▶ _Passage provided_:

On June 1, an estimated 2,500 Vale miners, members of United Steelworkers Local 6500, went on strike against the company’s cuts to health and insurance benefits. After two months on strike, they have ratified a contract which excludes the harsh cuts to retiree benefits the company demanded back in June.

Credit: USW Local 6500

The local’s previous contract covered the cost of semi-private hospital rooms, along with life insurance, non-occupational accident insurance, drug coverage, and “dismemberment insurance.” Under the company’s first proposal, all of this would have been clawed back from future retirees.

Vale has seen steady profits since 2016, while its workplace injuries more than doubled. As one worker said: “You work for 30 years. You destroy your body, then they take your health benefits.” The company’s attempt at clawbacks was a clear slap in the face.

Additionally, Vale’s demand for new cuts came on top of the pension cuts it forced onto its workers after the 2008 crisis. The company said this was to bring its workers in line with “new international realities.” But one former executive suggested its real intentions in an interview with The Globe and Mail: “To break the union.”

But this time, Vale wasn’t expecting a fight. The company noted that its deeply regressive first offer had the bargaining committee’s “unanimous support” before the workers rejected it. Vale’s second offer—which watered down some of its benefit cuts with a paltry $1,000 “health-care savings account”—was also rejected in mid-June.

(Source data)
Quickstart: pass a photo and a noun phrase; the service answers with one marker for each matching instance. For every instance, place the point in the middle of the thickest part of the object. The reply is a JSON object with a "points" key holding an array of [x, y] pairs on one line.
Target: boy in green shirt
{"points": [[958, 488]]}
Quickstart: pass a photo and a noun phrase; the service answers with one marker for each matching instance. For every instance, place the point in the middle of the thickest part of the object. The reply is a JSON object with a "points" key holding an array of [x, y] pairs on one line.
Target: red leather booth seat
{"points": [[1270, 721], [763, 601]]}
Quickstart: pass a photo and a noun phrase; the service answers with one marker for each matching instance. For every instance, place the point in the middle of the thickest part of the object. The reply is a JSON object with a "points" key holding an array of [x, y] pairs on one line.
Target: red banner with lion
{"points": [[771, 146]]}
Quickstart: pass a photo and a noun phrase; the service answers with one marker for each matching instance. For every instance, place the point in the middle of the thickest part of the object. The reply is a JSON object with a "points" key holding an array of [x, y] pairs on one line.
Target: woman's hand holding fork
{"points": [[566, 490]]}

▶ _Questions_:
1) Answer these questions using the passage on the Vale miners' strike, one answer per line:
(a) On what date did the Vale miners go on strike, and about how many took part?
(b) According to a former executive interviewed by The Globe and Mail, what was the company's real intention?
(c) What amount did Vale's second offer place in a "health-care savings account"?
2) Carry on the passage on the Vale miners' strike, beginning right after its final sentence.

▶ _Answers to the problems_:
1)
(a) June 1; an estimated 2,500 miners.
(b) "To break the union."
(c) $1,000.

2)
Throughout, the workers maintained their picket lines. After two months, they forced the company to bend.

The new offer, ratified by 85 per cent of the unit, maintains drug coverage for retirees along with, as local media reports, Vale’s general retiree benefit coverage. The six-year offer includes a $6,000 total signing and pandemic bonus, a total six per cent wage increase and a $2.87 cost-of-living adjustment.

Vale’s management, like other capitalists across Canada, have shown they won’t compromise unless they are forced to. Vale has shown before that it is willing to use crises to attack its workers’ rights—and the present crisis is unlikely to end anytime soon.

The mobilization can’t end here. The wider labour movement must support the fight against further cuts and to recover the rights Vale took away after 2008.